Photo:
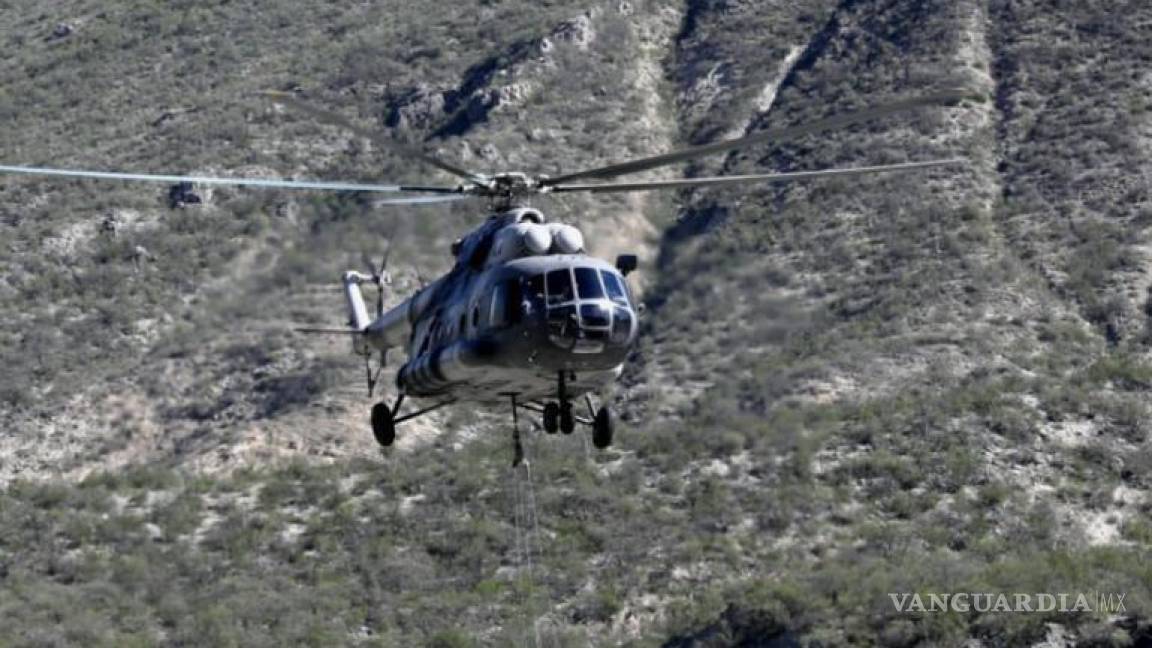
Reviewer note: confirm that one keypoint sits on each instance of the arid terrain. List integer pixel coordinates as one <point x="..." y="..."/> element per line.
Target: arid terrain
<point x="922" y="383"/>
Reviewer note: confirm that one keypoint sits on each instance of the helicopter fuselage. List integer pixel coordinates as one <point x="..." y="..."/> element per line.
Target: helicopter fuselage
<point x="509" y="318"/>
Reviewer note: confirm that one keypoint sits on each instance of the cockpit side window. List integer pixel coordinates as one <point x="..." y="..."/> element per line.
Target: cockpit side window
<point x="535" y="287"/>
<point x="615" y="288"/>
<point x="560" y="286"/>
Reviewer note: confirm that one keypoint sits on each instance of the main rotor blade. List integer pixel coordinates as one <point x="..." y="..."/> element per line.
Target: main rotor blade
<point x="335" y="119"/>
<point x="759" y="178"/>
<point x="275" y="182"/>
<point x="422" y="200"/>
<point x="773" y="134"/>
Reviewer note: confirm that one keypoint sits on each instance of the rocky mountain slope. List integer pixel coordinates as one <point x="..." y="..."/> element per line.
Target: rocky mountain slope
<point x="931" y="383"/>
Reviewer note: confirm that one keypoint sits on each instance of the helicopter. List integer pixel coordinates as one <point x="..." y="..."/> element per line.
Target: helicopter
<point x="525" y="316"/>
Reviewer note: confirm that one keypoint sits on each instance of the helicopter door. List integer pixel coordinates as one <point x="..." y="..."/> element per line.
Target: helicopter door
<point x="505" y="309"/>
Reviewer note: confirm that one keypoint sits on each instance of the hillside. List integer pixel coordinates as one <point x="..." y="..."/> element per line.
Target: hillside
<point x="844" y="389"/>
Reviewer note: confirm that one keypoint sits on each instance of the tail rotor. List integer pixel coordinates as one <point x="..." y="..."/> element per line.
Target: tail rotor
<point x="380" y="278"/>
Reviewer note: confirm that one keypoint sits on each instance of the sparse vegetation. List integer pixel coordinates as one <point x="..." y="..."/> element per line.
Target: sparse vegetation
<point x="846" y="389"/>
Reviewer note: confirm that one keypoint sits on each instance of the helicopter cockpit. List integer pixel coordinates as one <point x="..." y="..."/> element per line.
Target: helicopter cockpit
<point x="586" y="308"/>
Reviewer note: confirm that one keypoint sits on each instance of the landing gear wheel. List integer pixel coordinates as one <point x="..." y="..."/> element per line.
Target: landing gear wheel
<point x="384" y="427"/>
<point x="567" y="421"/>
<point x="551" y="417"/>
<point x="601" y="428"/>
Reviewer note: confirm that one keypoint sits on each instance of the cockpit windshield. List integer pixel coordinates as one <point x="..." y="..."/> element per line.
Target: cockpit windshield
<point x="588" y="284"/>
<point x="615" y="288"/>
<point x="560" y="286"/>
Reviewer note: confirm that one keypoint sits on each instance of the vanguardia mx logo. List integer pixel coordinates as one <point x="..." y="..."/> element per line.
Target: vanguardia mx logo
<point x="1112" y="603"/>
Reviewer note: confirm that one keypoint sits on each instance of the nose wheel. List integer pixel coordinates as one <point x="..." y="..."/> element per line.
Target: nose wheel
<point x="603" y="427"/>
<point x="386" y="417"/>
<point x="384" y="424"/>
<point x="551" y="417"/>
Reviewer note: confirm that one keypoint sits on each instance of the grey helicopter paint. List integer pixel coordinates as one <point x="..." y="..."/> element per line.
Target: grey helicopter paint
<point x="525" y="316"/>
<point x="522" y="304"/>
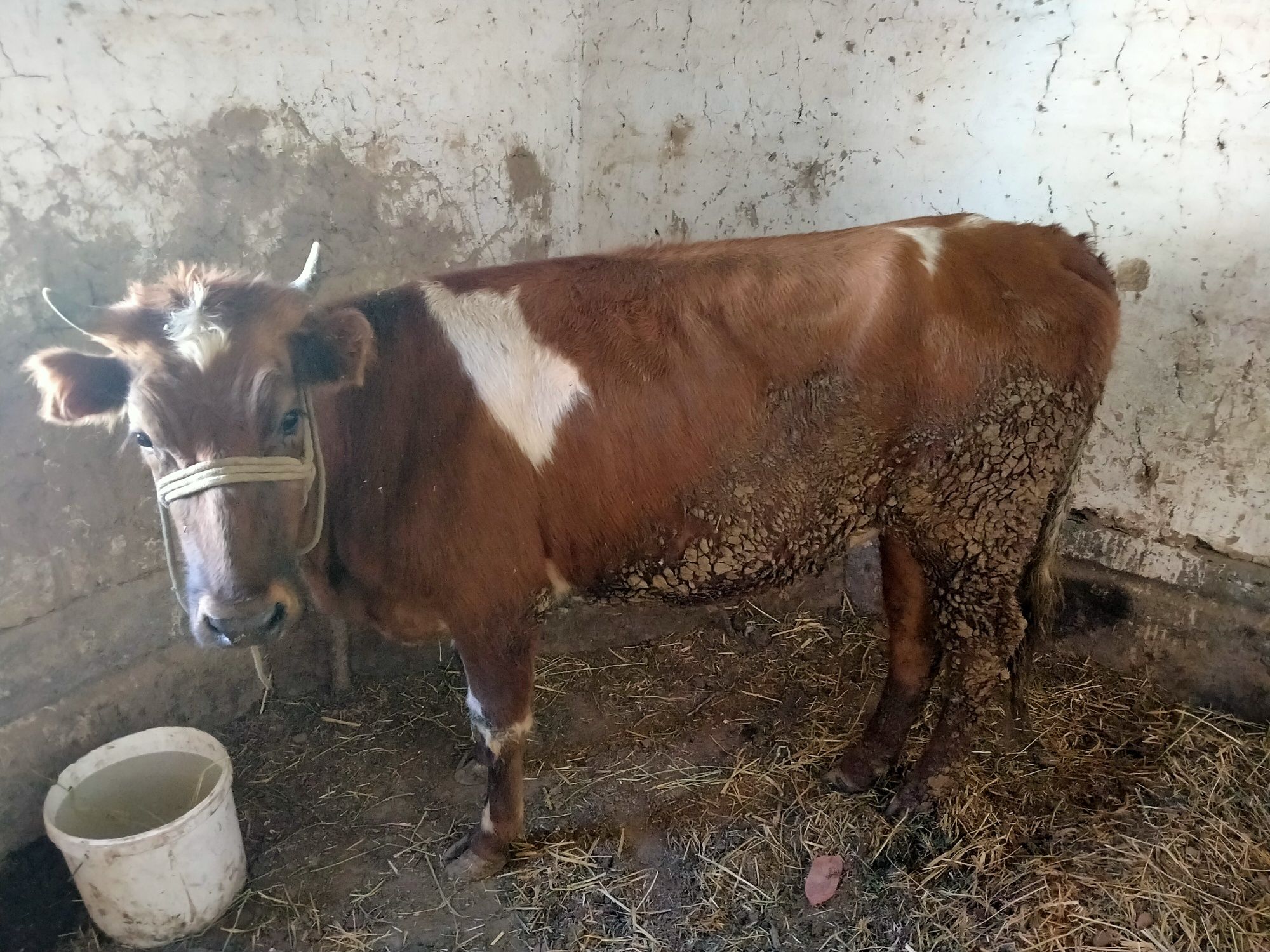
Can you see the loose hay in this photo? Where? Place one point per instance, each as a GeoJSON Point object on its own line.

--------------------------------

▸ **WORK TO BE COMPLETED**
With the images omitted, retype the records above exactly.

▸ **ANSWER TO THIS TASK**
Photo:
Reviewer note: confirm that one keypoint sits on each instance of the arid terrain. List integer pixel coordinates as one <point x="..." y="..."/> element per line.
Target: arid terrain
<point x="922" y="383"/>
Reviewer note: confirm that one keypoint sits on each instance of the helicopter fuselage. List integer pixel coordinates as one <point x="..." y="..."/> element per line.
Target: helicopter fuselage
<point x="509" y="318"/>
Reviewer note: confirm that one keypoint sits on each instance of the cockpit side window. List integer pixel coordinates as one <point x="..." y="..."/> element per line.
Target: cockpit side window
<point x="535" y="287"/>
<point x="615" y="288"/>
<point x="560" y="286"/>
Reviewer note: confirm that one keypoint sits on each instance of the main rotor blade. List integer pixel coordinates as one <point x="..." y="..."/> element per line.
Target: main rotor blade
<point x="335" y="119"/>
<point x="759" y="178"/>
<point x="275" y="182"/>
<point x="422" y="200"/>
<point x="773" y="134"/>
Reviewer note: confirm that one keypoint sits on each instance of the rocky mountain slope. List integer pixel coordinates as one <point x="..." y="..."/> element per line.
Target: rocky mountain slope
<point x="931" y="383"/>
Reviewer note: confirm that one keypoint sits on each instance of the helicopter. List integer pixel coordinates as one <point x="..." y="..."/> element per line.
Target: helicopter
<point x="525" y="316"/>
Reviewer note: confirm that one keypoint sits on each instance of the helicopter door. List integer pixel coordinates as one <point x="..." y="..."/> element per line.
Target: helicopter door
<point x="505" y="309"/>
Reviewer note: confirm that one keypoint sits on each instance of the hillside. List integer pixel coordinates as one <point x="..." y="..."/> element per line.
Target: hillside
<point x="844" y="389"/>
Reviewer note: confirm that one keypoint sits on each instance of the tail rotor. List integer pixel coordinates as one <point x="..." y="..."/> element per line.
Target: tail rotor
<point x="380" y="278"/>
Reviewer note: confirm that one keypoint sits on each instance of the sparse vegetation. List integer pixel coordinates as one <point x="..." y="..."/> element per line.
Target: sparse vegetation
<point x="846" y="389"/>
Reviewer note: confirm that one keypoint sits on each instance of the helicopter cockpit. List integer pixel coordinates as one <point x="..." y="..."/> element per line.
Target: helicopter cockpit
<point x="586" y="308"/>
Reviewer note: confirm that one keypoint sits on each instance of the landing gear wheel. List integer pixel coordinates as one <point x="..." y="..."/> element per line.
Target: landing gear wheel
<point x="384" y="427"/>
<point x="567" y="421"/>
<point x="551" y="417"/>
<point x="601" y="428"/>
Reviewer note: confirm that one keypoint sits on each instance of the cockpit windshield. List integer pixel coordinates as one <point x="..." y="..."/> element per line.
Target: cockpit windshield
<point x="588" y="284"/>
<point x="615" y="288"/>
<point x="560" y="286"/>
Reviewer note: confirm that one keypoint sits on each instance of the vanguardia mx logo. List integer pixel coordinates as one <point x="..." y="..."/> element per line.
Target: vanguardia mx logo
<point x="1112" y="603"/>
Reviewer note: confirm that one keypoint sits on each instance of the nose wheel. List integer pixel coordinates as one <point x="..." y="..."/> element per line.
Target: nose wheel
<point x="603" y="427"/>
<point x="386" y="417"/>
<point x="384" y="424"/>
<point x="551" y="417"/>
Reviewer note: confirm that one keypoint sits on each instance of the grey helicopter paint. List integer pixel coordinates as one <point x="..." y="..."/> element per line.
Target: grey helicopter paint
<point x="525" y="316"/>
<point x="522" y="304"/>
Can you see the loose hay in this photo? Where? Place one point per instance, each as a GeoJSON Point object on its own line.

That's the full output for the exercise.